• _TASK DIRECTIONS_:
Retype the line with "sample for one instance: <point>388,35</point>, one" in it, then each line after it to the end of the data, word for word.

Collected data entries:
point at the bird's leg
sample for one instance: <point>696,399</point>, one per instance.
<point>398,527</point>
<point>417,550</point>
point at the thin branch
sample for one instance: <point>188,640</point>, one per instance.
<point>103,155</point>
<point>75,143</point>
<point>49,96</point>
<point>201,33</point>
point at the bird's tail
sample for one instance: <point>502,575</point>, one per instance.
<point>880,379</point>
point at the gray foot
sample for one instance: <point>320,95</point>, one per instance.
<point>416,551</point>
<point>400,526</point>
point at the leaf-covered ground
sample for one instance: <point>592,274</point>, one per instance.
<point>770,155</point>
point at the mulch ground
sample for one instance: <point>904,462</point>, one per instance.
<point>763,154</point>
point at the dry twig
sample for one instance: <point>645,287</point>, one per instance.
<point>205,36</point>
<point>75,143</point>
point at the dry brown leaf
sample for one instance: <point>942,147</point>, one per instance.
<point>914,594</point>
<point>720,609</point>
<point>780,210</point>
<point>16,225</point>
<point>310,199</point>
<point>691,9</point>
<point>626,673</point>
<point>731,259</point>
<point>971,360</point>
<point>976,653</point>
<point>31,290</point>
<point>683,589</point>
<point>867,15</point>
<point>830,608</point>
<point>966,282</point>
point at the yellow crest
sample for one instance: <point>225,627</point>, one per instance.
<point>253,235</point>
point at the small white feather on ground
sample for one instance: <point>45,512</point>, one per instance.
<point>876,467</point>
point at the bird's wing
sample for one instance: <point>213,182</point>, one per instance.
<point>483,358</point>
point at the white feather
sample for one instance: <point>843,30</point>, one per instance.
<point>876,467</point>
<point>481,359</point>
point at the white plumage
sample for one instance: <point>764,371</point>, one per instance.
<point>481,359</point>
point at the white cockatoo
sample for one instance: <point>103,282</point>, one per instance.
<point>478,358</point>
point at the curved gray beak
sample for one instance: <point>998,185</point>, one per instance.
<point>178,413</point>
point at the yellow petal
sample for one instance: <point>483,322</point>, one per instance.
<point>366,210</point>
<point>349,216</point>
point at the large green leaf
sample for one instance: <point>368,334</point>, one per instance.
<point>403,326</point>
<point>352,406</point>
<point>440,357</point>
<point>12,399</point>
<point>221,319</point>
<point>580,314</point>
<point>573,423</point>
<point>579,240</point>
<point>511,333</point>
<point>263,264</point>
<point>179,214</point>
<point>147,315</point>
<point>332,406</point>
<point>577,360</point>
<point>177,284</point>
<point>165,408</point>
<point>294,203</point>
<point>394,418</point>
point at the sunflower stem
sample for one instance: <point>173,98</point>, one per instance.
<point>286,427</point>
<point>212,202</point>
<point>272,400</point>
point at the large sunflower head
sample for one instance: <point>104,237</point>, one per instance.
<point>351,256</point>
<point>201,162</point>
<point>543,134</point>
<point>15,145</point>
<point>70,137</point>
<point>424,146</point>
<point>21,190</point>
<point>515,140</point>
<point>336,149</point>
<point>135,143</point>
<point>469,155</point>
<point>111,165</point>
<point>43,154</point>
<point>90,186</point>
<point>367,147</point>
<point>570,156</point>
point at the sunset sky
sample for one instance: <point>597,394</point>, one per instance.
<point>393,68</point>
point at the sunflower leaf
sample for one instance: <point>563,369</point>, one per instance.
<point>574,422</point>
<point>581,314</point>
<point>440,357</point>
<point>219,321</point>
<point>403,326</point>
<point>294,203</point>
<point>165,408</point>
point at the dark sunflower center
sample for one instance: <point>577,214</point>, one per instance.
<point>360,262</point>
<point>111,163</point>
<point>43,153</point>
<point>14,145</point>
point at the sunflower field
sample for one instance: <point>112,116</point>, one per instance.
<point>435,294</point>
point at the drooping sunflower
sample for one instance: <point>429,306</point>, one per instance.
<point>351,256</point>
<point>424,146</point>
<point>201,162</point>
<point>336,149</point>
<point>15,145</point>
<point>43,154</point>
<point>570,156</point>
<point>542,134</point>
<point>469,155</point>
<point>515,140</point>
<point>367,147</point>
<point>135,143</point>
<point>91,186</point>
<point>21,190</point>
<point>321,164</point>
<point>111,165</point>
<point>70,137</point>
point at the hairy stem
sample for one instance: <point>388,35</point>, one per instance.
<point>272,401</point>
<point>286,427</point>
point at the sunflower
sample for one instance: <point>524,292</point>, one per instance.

• _EXERCISE ANSWER_:
sample for one instance: <point>388,35</point>, one per instance.
<point>272,401</point>
<point>286,427</point>
point at the sunflower
sample for one instance: <point>524,292</point>, one per instance.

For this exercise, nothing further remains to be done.